STATED GOAL: In the article on senior poverty below, copy word for word the passage from "Lawmakers gathered last" to "an active lifestyle.".

EXTRACT PROVIDED:
>>

Lawmakers Take Aim At Senior Poverty
By Cyril Tuohy
Set aside for a minute the partisan disputes over tax reform, details surrounding advisor examination and registration rules, skirmishes between multibillion-dollar insurers and trillion-dollar mutual funds over lifetime income disclosures, and nuances surrounding retirement plan fees.
Consider instead these two sets of statistics, however shocking they may seem:
Based on the government’s Official Poverty Measure, nearly 15 percent of non-institutionalized seniors – about 6.1 million – were living at or below the poverty level, according to U.S. Census Bureau statistics. Almost 50 percent of non-institutionalized seniors were living near poverty level.
For millions of Americans, Social Security has meant the difference between poverty and a merely adequate standard of living, said Sen. Susan M. Collins, R-Maine.
“Nationally, one in four retired Americans has no source of income beyond Social Security – in Maine the number is one in three – and four in 10 rely on that vital program for 90 percent of their retirement income,” she said.
Lawmakers gathered last week to explore ways to improve income security for seniors. With tens of millions of baby boomers starting to retire, it won’t be long before they reach “post-retirement,” the years in which many of them will no longer be able to lead an active lifestyle.

<<

ENTRIES SUPPLIED:
>>

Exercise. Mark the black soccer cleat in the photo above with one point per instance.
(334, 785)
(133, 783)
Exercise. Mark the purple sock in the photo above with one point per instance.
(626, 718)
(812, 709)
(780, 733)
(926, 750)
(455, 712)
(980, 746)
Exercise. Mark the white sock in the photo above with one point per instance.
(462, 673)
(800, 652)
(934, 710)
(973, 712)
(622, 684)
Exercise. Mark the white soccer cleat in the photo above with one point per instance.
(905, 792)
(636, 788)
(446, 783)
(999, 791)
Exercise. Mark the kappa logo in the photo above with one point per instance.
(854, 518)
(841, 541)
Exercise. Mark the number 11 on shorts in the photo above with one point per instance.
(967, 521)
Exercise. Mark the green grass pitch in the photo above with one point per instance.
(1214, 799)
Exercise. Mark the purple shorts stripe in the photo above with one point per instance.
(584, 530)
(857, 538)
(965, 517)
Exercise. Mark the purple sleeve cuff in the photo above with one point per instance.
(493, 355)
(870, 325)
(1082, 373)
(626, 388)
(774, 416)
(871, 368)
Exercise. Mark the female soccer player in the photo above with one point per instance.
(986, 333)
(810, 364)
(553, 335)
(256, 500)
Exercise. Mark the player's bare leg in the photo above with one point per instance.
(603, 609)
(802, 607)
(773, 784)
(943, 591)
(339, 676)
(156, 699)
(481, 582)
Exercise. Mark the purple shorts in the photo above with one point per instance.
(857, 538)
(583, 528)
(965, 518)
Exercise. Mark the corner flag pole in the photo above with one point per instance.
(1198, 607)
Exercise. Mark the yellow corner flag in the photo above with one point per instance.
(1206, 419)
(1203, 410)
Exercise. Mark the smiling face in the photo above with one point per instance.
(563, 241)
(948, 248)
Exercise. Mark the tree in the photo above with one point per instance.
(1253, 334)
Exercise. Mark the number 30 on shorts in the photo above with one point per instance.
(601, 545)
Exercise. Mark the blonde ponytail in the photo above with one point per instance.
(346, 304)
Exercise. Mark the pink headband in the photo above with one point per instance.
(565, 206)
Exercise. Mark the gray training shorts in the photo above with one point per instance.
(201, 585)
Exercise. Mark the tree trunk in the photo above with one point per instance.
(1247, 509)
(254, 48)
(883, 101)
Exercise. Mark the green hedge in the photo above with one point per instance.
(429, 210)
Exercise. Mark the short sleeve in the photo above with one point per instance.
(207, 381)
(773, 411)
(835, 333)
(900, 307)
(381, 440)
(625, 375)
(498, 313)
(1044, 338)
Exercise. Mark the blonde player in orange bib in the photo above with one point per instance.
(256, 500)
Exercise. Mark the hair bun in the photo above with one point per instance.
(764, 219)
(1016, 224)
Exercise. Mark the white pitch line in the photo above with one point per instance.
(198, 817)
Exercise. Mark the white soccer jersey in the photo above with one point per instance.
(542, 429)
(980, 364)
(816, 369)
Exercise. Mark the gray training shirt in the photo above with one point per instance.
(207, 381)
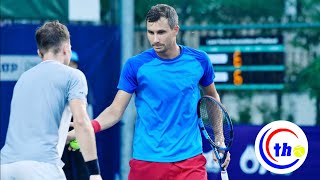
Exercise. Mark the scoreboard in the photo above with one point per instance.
(255, 62)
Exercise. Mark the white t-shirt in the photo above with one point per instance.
(40, 98)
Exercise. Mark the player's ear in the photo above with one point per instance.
(66, 48)
(39, 53)
(176, 28)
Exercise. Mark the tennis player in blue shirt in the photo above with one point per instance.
(167, 142)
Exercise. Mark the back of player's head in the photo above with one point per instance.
(163, 10)
(50, 36)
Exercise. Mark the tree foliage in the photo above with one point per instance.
(217, 11)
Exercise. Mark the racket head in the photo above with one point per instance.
(215, 123)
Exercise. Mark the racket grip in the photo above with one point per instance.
(224, 175)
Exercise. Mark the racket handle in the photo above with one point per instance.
(224, 175)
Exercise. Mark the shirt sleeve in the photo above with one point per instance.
(78, 88)
(208, 74)
(128, 78)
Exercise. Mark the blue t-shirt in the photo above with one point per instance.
(167, 93)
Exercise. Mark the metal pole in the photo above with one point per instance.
(128, 119)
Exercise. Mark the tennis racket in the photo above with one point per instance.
(216, 126)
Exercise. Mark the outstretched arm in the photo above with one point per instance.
(112, 114)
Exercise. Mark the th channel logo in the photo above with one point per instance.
(281, 147)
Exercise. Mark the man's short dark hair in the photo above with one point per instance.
(163, 10)
(50, 36)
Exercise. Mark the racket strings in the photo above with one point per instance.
(215, 122)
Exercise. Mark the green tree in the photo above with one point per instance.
(217, 11)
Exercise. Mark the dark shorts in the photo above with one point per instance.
(189, 169)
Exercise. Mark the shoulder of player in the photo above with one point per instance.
(192, 51)
(142, 57)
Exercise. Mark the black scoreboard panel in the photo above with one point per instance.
(246, 62)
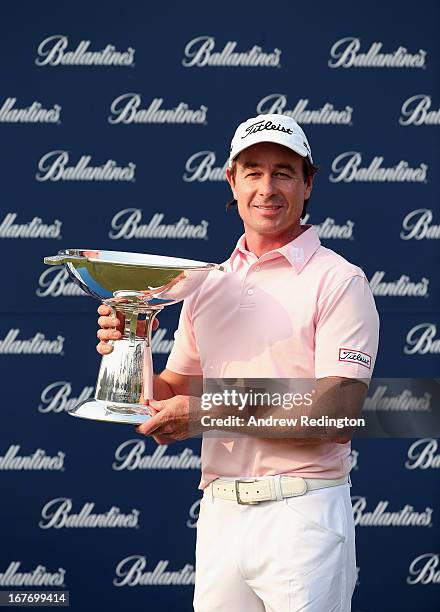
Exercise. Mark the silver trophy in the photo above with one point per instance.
(139, 286)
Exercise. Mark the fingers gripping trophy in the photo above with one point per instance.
(138, 286)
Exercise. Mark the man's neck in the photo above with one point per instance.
(259, 245)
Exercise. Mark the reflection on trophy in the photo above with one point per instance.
(139, 286)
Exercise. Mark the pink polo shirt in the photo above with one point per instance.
(300, 311)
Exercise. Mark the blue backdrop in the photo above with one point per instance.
(115, 124)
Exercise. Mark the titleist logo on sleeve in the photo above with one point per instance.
(355, 357)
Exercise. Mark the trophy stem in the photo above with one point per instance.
(125, 379)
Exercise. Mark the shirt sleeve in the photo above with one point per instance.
(184, 357)
(347, 331)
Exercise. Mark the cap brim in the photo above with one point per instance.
(301, 150)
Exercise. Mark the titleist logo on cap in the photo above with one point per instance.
(265, 125)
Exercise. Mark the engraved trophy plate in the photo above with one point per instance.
(139, 286)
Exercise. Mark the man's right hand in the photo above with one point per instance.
(111, 326)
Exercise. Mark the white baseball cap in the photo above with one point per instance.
(279, 129)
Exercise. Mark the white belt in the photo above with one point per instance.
(256, 490)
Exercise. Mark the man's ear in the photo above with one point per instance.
(231, 181)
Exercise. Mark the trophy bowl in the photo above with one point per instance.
(138, 286)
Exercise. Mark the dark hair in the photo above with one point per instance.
(309, 169)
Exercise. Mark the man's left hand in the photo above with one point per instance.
(172, 419)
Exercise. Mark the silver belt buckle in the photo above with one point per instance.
(237, 492)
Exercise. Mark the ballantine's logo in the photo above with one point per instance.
(125, 109)
(416, 224)
(380, 517)
(53, 167)
(38, 460)
(354, 459)
(194, 511)
(56, 397)
(35, 113)
(129, 456)
(423, 570)
(200, 52)
(344, 54)
(55, 282)
(346, 168)
(329, 229)
(200, 167)
(415, 111)
(405, 401)
(52, 52)
(422, 455)
(39, 576)
(403, 287)
(127, 224)
(32, 229)
(56, 514)
(37, 345)
(130, 572)
(326, 115)
(421, 340)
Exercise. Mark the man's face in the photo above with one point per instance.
(269, 188)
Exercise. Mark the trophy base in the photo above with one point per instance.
(96, 410)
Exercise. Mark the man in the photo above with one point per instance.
(276, 529)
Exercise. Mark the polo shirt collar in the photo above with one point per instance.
(297, 251)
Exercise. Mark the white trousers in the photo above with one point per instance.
(292, 555)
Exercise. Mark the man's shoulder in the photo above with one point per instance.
(333, 268)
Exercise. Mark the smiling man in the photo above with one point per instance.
(276, 530)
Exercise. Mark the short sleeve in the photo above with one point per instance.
(347, 331)
(184, 357)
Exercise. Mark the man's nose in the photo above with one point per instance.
(266, 186)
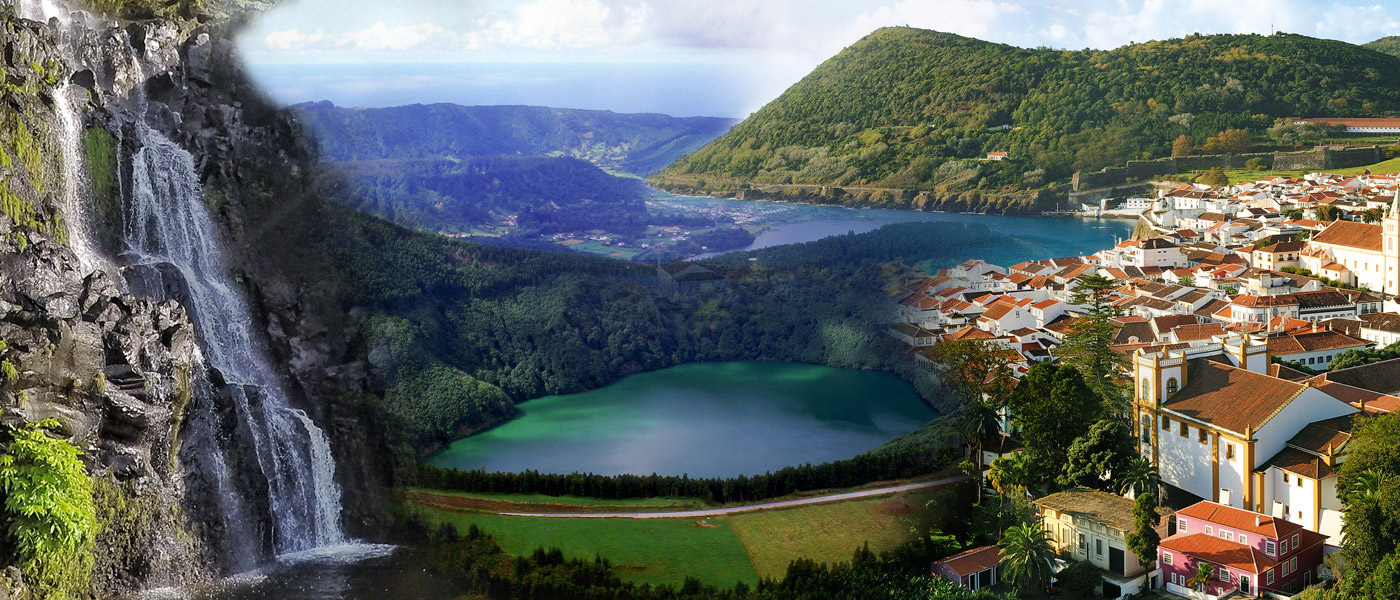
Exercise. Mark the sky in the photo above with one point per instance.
(718, 58)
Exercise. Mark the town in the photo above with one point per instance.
(1248, 327)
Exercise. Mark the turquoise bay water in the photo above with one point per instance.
(704, 420)
(1028, 238)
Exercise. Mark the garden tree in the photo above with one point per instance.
(1099, 458)
(1138, 477)
(1088, 344)
(1327, 213)
(1369, 494)
(1182, 146)
(976, 369)
(945, 513)
(1229, 140)
(976, 421)
(1025, 561)
(1214, 176)
(1000, 512)
(1080, 581)
(1052, 406)
(1144, 539)
(49, 519)
(1204, 571)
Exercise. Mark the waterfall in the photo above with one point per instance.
(76, 206)
(165, 224)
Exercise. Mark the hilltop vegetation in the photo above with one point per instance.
(1390, 45)
(633, 144)
(538, 195)
(914, 109)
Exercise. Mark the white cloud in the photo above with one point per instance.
(293, 39)
(381, 37)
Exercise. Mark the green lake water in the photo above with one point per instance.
(703, 420)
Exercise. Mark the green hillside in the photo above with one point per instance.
(1390, 45)
(541, 195)
(633, 144)
(914, 109)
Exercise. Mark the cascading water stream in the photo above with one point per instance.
(76, 183)
(165, 223)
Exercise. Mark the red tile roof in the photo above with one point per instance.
(972, 561)
(1220, 551)
(1351, 234)
(1241, 519)
(1231, 397)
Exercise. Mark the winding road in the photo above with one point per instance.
(745, 508)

<<

THE REPLY:
Lawmakers gathered last week to explore ways to improve income security for seniors. With tens of millions of baby boomers starting to retire, it won’t be long before they reach “post-retirement,” the years in which many of them will no longer be able to lead an active lifestyle.